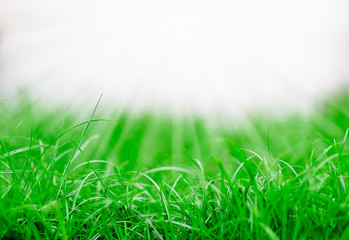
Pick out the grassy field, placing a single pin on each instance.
(153, 176)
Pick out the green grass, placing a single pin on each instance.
(150, 176)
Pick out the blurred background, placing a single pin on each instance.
(210, 56)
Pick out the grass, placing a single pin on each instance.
(151, 176)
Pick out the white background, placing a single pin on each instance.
(196, 55)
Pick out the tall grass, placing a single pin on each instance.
(154, 176)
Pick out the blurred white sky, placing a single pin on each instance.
(227, 55)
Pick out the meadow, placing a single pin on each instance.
(147, 175)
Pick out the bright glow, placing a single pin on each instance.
(227, 55)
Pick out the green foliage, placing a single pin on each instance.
(152, 176)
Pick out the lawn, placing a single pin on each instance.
(124, 175)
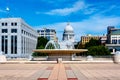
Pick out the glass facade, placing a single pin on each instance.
(4, 45)
(13, 30)
(4, 31)
(13, 44)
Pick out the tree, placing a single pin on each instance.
(98, 51)
(92, 42)
(41, 43)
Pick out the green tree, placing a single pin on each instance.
(92, 42)
(41, 42)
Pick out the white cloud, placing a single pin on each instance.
(95, 25)
(66, 11)
(2, 11)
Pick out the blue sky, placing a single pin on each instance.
(86, 16)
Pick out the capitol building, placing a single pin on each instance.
(68, 34)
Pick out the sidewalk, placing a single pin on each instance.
(61, 71)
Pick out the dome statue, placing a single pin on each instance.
(68, 33)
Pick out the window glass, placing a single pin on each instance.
(4, 30)
(13, 30)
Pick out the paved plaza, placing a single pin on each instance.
(89, 71)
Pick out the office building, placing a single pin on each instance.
(113, 38)
(68, 34)
(17, 38)
(87, 38)
(50, 34)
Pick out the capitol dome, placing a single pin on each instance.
(68, 28)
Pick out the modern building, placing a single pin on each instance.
(17, 38)
(68, 34)
(87, 38)
(113, 38)
(50, 34)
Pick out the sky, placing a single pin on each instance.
(86, 16)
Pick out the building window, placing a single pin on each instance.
(14, 44)
(119, 41)
(4, 43)
(4, 30)
(5, 24)
(14, 24)
(11, 24)
(2, 24)
(114, 41)
(13, 30)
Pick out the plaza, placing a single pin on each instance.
(53, 71)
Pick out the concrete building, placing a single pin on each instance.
(17, 38)
(68, 34)
(113, 38)
(50, 34)
(87, 38)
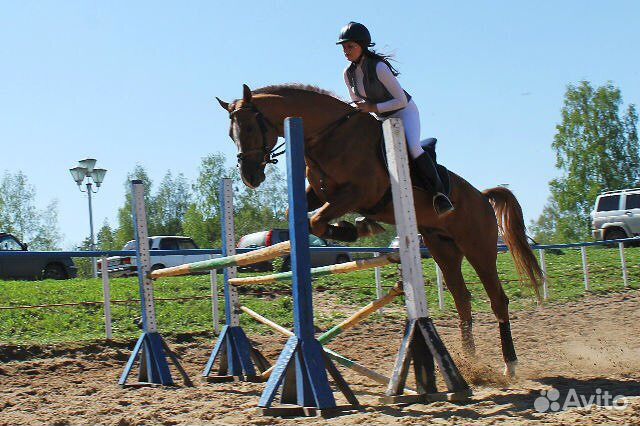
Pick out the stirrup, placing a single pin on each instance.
(442, 204)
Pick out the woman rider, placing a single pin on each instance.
(373, 86)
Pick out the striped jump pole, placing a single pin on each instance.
(237, 358)
(234, 260)
(421, 343)
(301, 369)
(340, 268)
(151, 348)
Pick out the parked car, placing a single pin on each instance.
(45, 266)
(616, 214)
(274, 236)
(127, 265)
(424, 251)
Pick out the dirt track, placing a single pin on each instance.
(585, 345)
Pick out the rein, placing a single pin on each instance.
(269, 155)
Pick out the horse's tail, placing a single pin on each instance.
(511, 225)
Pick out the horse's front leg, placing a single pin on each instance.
(340, 203)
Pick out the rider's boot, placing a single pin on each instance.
(429, 174)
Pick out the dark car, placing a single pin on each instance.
(274, 236)
(45, 266)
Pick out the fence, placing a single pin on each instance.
(375, 251)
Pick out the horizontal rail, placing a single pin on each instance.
(243, 259)
(339, 268)
(334, 249)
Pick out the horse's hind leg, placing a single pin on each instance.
(449, 258)
(483, 260)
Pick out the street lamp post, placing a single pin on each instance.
(86, 170)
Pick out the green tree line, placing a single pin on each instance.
(596, 150)
(179, 207)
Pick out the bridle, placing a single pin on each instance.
(268, 155)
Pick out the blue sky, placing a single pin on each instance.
(134, 82)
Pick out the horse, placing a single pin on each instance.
(347, 173)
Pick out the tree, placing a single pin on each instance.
(47, 234)
(106, 238)
(169, 205)
(596, 147)
(202, 218)
(19, 216)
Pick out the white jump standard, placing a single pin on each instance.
(234, 351)
(152, 349)
(421, 342)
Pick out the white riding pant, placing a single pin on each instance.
(411, 120)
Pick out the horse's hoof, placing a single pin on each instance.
(510, 368)
(367, 227)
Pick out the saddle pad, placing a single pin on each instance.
(443, 172)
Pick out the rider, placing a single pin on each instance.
(373, 86)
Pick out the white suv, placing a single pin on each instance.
(616, 214)
(127, 266)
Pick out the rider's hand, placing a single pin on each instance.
(367, 106)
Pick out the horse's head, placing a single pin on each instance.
(254, 137)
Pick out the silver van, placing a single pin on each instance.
(616, 214)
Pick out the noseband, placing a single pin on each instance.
(268, 155)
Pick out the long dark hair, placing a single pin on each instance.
(367, 51)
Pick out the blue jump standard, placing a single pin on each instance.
(301, 369)
(233, 350)
(151, 348)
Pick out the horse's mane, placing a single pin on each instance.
(277, 88)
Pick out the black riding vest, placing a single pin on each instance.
(376, 91)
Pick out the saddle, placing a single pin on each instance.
(429, 146)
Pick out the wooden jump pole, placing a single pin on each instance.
(243, 259)
(340, 359)
(351, 322)
(360, 315)
(340, 268)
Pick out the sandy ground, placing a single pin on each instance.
(591, 346)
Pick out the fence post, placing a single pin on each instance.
(106, 290)
(378, 275)
(625, 273)
(585, 268)
(543, 265)
(213, 274)
(439, 280)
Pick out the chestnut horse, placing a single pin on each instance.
(346, 173)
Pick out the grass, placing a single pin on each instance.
(344, 292)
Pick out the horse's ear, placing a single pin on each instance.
(246, 93)
(223, 104)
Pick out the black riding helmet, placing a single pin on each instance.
(357, 32)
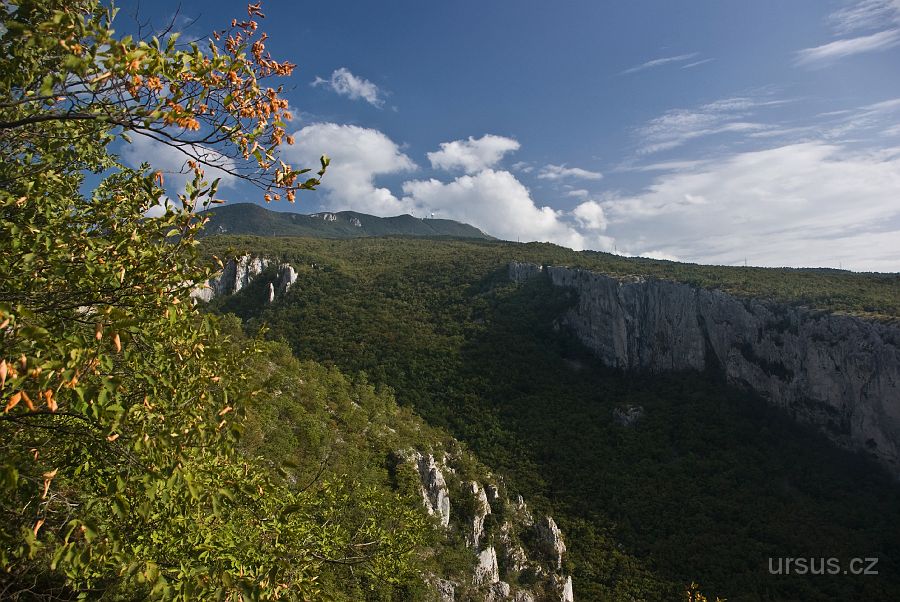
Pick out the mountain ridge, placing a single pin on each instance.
(252, 219)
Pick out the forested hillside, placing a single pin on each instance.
(707, 484)
(250, 219)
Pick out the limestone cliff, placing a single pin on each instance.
(837, 372)
(238, 272)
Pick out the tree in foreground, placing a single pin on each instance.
(120, 403)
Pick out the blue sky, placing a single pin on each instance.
(709, 131)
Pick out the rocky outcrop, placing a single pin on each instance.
(434, 487)
(287, 276)
(445, 589)
(564, 589)
(628, 415)
(239, 272)
(481, 510)
(516, 560)
(487, 571)
(550, 541)
(837, 372)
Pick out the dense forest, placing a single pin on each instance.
(707, 485)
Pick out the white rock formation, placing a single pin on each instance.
(839, 373)
(434, 487)
(564, 589)
(446, 590)
(487, 571)
(628, 415)
(498, 592)
(287, 276)
(550, 541)
(482, 509)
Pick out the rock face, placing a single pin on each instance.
(434, 488)
(446, 591)
(550, 540)
(240, 272)
(482, 509)
(504, 570)
(487, 571)
(839, 373)
(628, 415)
(287, 276)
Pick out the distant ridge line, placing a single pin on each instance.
(252, 219)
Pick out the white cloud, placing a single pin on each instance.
(693, 64)
(590, 215)
(660, 62)
(496, 202)
(849, 46)
(676, 127)
(173, 165)
(808, 204)
(358, 156)
(474, 154)
(865, 15)
(343, 82)
(558, 172)
(880, 18)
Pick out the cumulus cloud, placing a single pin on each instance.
(496, 202)
(681, 58)
(472, 155)
(173, 164)
(344, 83)
(806, 204)
(358, 156)
(558, 172)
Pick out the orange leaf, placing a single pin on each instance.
(13, 402)
(48, 478)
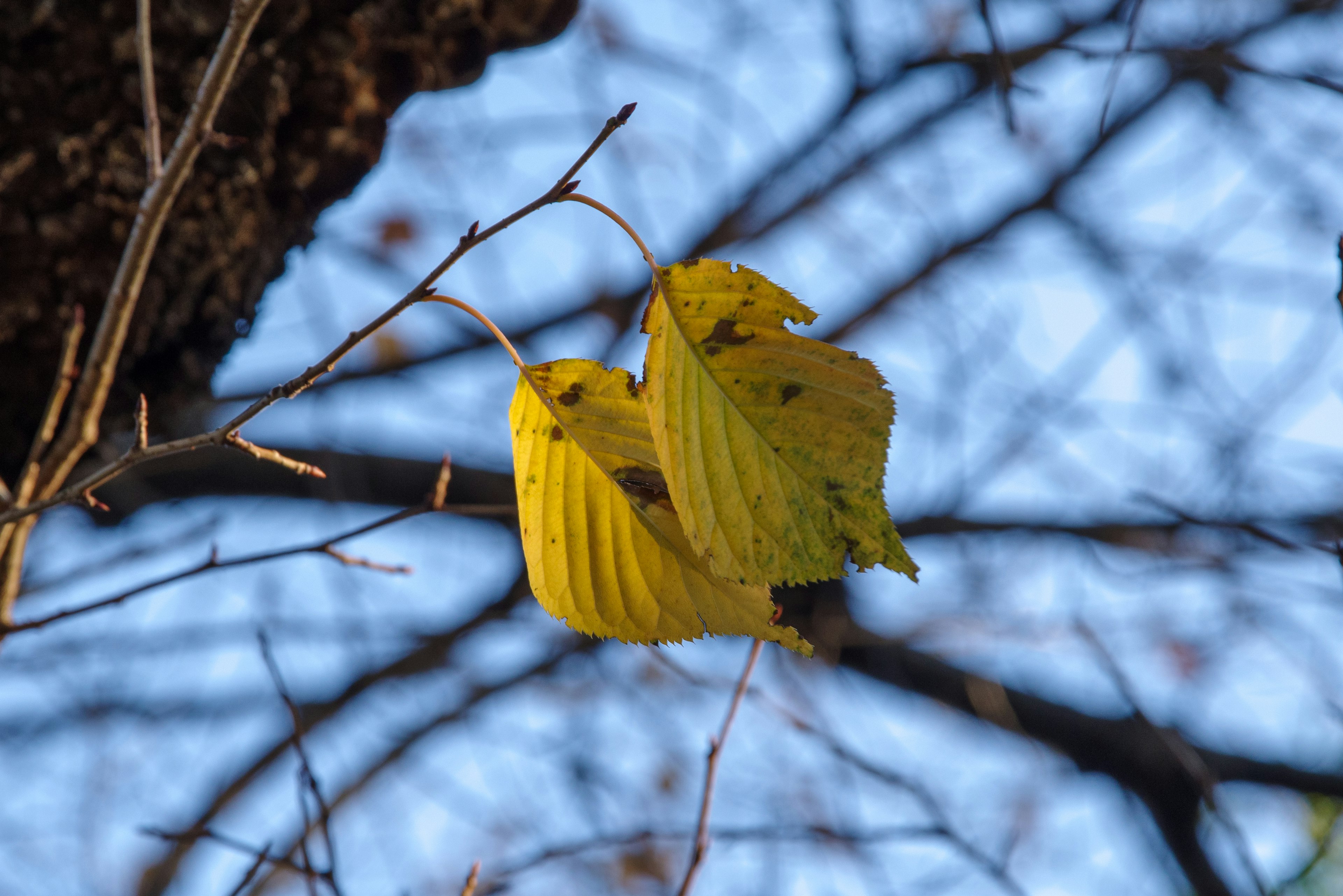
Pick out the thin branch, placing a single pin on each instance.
(81, 430)
(226, 435)
(1005, 73)
(264, 855)
(1113, 78)
(940, 827)
(14, 538)
(252, 872)
(154, 148)
(215, 563)
(773, 833)
(142, 424)
(307, 780)
(469, 887)
(702, 839)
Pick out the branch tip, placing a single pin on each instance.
(142, 424)
(445, 475)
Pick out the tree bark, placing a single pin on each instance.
(304, 123)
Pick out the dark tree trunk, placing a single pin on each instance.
(304, 123)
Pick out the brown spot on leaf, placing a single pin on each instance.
(645, 478)
(644, 322)
(571, 397)
(724, 334)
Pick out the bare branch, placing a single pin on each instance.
(154, 148)
(14, 538)
(702, 839)
(307, 780)
(81, 430)
(469, 887)
(226, 435)
(215, 563)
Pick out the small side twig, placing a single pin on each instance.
(262, 858)
(434, 503)
(142, 424)
(154, 148)
(1005, 73)
(14, 537)
(702, 837)
(233, 440)
(469, 887)
(307, 780)
(1113, 78)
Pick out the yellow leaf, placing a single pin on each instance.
(774, 445)
(605, 550)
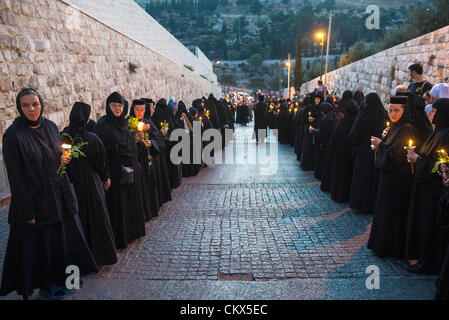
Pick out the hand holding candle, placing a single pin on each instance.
(410, 154)
(140, 126)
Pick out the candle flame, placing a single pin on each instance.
(140, 126)
(66, 146)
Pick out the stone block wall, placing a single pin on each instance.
(69, 56)
(385, 70)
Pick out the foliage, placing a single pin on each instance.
(441, 165)
(75, 151)
(188, 67)
(298, 65)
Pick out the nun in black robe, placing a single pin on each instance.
(213, 112)
(313, 111)
(260, 121)
(323, 138)
(149, 186)
(124, 200)
(158, 144)
(88, 175)
(365, 178)
(163, 113)
(424, 128)
(317, 150)
(45, 233)
(91, 125)
(341, 155)
(188, 169)
(284, 124)
(388, 232)
(300, 127)
(426, 241)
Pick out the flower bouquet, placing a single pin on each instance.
(164, 125)
(73, 149)
(441, 166)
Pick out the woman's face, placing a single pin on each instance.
(395, 112)
(139, 111)
(116, 108)
(31, 106)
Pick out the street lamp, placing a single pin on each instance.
(289, 66)
(321, 36)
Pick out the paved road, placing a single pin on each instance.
(233, 232)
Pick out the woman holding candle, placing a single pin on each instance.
(388, 232)
(183, 120)
(311, 116)
(45, 232)
(299, 126)
(162, 116)
(124, 198)
(144, 146)
(341, 154)
(322, 137)
(90, 180)
(426, 241)
(158, 145)
(370, 122)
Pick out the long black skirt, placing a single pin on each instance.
(37, 257)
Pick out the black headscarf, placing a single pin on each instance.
(441, 122)
(193, 112)
(406, 117)
(347, 95)
(119, 122)
(326, 108)
(137, 102)
(23, 118)
(374, 107)
(441, 118)
(147, 107)
(78, 121)
(359, 96)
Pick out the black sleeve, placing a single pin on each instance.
(97, 157)
(102, 135)
(17, 182)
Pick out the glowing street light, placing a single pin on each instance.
(321, 36)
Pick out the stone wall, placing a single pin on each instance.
(127, 17)
(70, 56)
(385, 70)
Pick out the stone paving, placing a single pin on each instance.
(276, 237)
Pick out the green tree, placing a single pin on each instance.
(255, 61)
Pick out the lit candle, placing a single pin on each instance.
(66, 149)
(140, 126)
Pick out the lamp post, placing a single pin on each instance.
(289, 66)
(321, 36)
(218, 70)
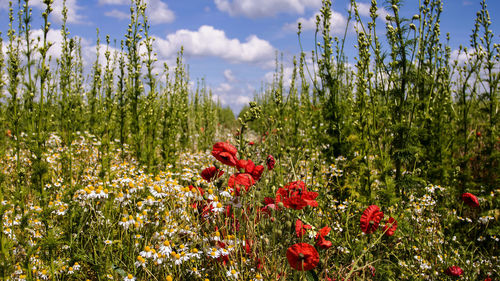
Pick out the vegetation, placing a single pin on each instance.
(384, 171)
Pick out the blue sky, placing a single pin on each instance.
(232, 43)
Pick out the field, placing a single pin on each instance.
(386, 170)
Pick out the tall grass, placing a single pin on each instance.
(101, 173)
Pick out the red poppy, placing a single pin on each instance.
(225, 153)
(470, 200)
(454, 271)
(390, 227)
(211, 173)
(197, 189)
(250, 168)
(239, 181)
(294, 195)
(302, 257)
(270, 162)
(370, 219)
(323, 243)
(323, 232)
(301, 228)
(320, 237)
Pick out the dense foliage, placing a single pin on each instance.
(386, 170)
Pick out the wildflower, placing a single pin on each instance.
(129, 277)
(232, 274)
(470, 200)
(294, 195)
(211, 173)
(240, 180)
(301, 228)
(250, 168)
(302, 257)
(390, 227)
(225, 153)
(270, 162)
(370, 219)
(323, 243)
(454, 271)
(320, 237)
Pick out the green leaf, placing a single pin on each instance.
(312, 276)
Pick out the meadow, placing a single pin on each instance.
(383, 170)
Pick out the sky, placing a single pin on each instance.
(232, 44)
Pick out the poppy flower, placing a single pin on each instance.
(454, 271)
(323, 243)
(301, 228)
(250, 168)
(270, 162)
(211, 173)
(390, 227)
(370, 219)
(302, 257)
(323, 232)
(470, 200)
(225, 153)
(294, 195)
(197, 190)
(239, 181)
(320, 237)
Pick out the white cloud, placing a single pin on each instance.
(208, 41)
(73, 9)
(265, 8)
(114, 2)
(229, 76)
(157, 10)
(338, 23)
(364, 10)
(117, 14)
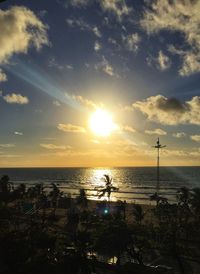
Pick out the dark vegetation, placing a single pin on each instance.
(48, 232)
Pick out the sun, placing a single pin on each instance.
(101, 123)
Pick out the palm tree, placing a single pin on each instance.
(82, 199)
(195, 201)
(183, 196)
(55, 194)
(108, 187)
(5, 188)
(138, 213)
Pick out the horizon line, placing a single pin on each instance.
(99, 166)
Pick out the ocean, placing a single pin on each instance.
(134, 183)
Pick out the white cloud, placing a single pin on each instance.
(7, 145)
(54, 147)
(106, 67)
(56, 103)
(195, 138)
(118, 7)
(132, 41)
(163, 61)
(52, 63)
(177, 16)
(79, 3)
(3, 76)
(96, 31)
(86, 102)
(18, 133)
(20, 28)
(16, 99)
(128, 129)
(170, 110)
(179, 134)
(71, 128)
(97, 46)
(156, 131)
(84, 26)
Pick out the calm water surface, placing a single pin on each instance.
(134, 183)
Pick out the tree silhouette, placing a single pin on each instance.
(108, 187)
(138, 213)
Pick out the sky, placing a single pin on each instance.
(62, 60)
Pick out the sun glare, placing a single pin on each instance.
(101, 123)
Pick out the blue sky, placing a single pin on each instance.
(59, 62)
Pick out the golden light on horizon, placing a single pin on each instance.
(101, 123)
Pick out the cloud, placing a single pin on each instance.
(86, 102)
(118, 7)
(78, 3)
(163, 61)
(56, 103)
(3, 76)
(156, 131)
(170, 111)
(16, 99)
(71, 128)
(7, 145)
(20, 28)
(18, 133)
(53, 64)
(54, 147)
(128, 129)
(179, 134)
(84, 26)
(131, 41)
(195, 138)
(105, 67)
(97, 46)
(177, 16)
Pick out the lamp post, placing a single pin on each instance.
(158, 146)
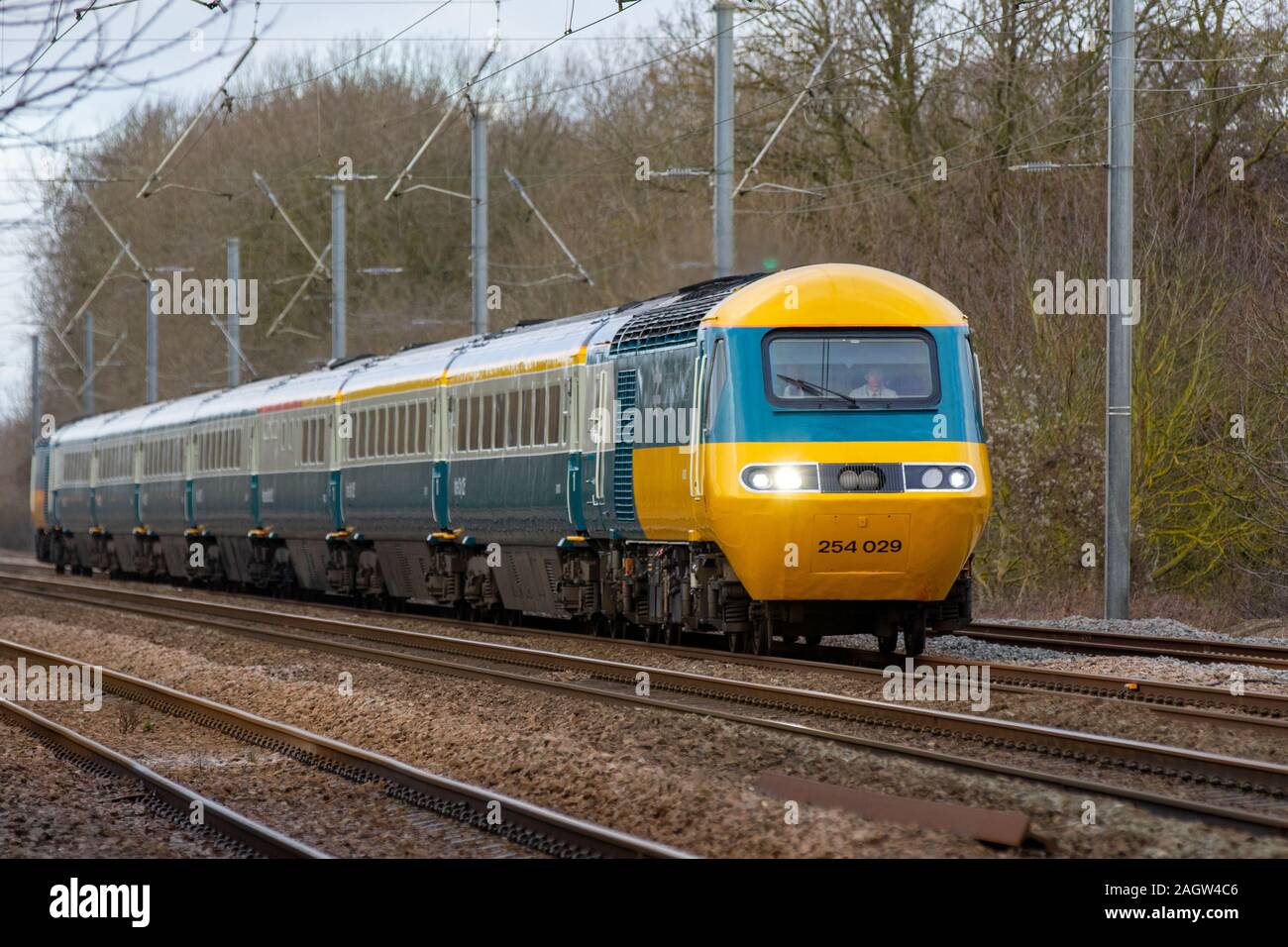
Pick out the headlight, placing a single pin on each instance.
(782, 478)
(938, 476)
(787, 478)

___

## PROMPT
Repeat exactly the lines in the entries from the one containing "Pick out the ocean, placing" to the final line, inclusive, and nothing beyond them; skip pictures.

## PROBLEM SOLUTION
Pick out the ocean, placing a single pin on each instance.
(134, 183)
Pick out the white cloud, placing a single pin on each instance.
(7, 145)
(54, 147)
(106, 67)
(56, 103)
(195, 138)
(118, 7)
(132, 41)
(163, 61)
(52, 63)
(177, 16)
(79, 3)
(3, 76)
(96, 31)
(86, 102)
(18, 133)
(20, 28)
(16, 99)
(128, 129)
(170, 110)
(179, 134)
(71, 128)
(97, 46)
(156, 131)
(84, 26)
Pick out the calm water surface, placing a single pin on each instance.
(134, 183)
Pick out the tree silhouette, placing a single pin on each instance.
(108, 187)
(138, 213)
Pick out the sky, placing a single pin on each instance.
(62, 60)
Pick out the sun glare, placing a single pin on each instance.
(101, 123)
Pick out the blue sky, placing a single pin on each instance.
(59, 62)
Pick out the golden light on horizon, placing a single pin on each instance.
(101, 123)
Pick out the cloud, placing a single pin on each instance.
(86, 102)
(118, 7)
(78, 3)
(163, 61)
(56, 103)
(3, 76)
(156, 131)
(170, 111)
(16, 99)
(71, 128)
(7, 145)
(20, 28)
(18, 133)
(53, 64)
(54, 147)
(128, 129)
(179, 134)
(84, 26)
(131, 41)
(195, 138)
(105, 67)
(97, 46)
(177, 16)
Pick out the lamp post, placing a single pin on each instance.
(158, 146)
Pick out the headlight, placing a single pin on each instance.
(782, 478)
(938, 476)
(787, 478)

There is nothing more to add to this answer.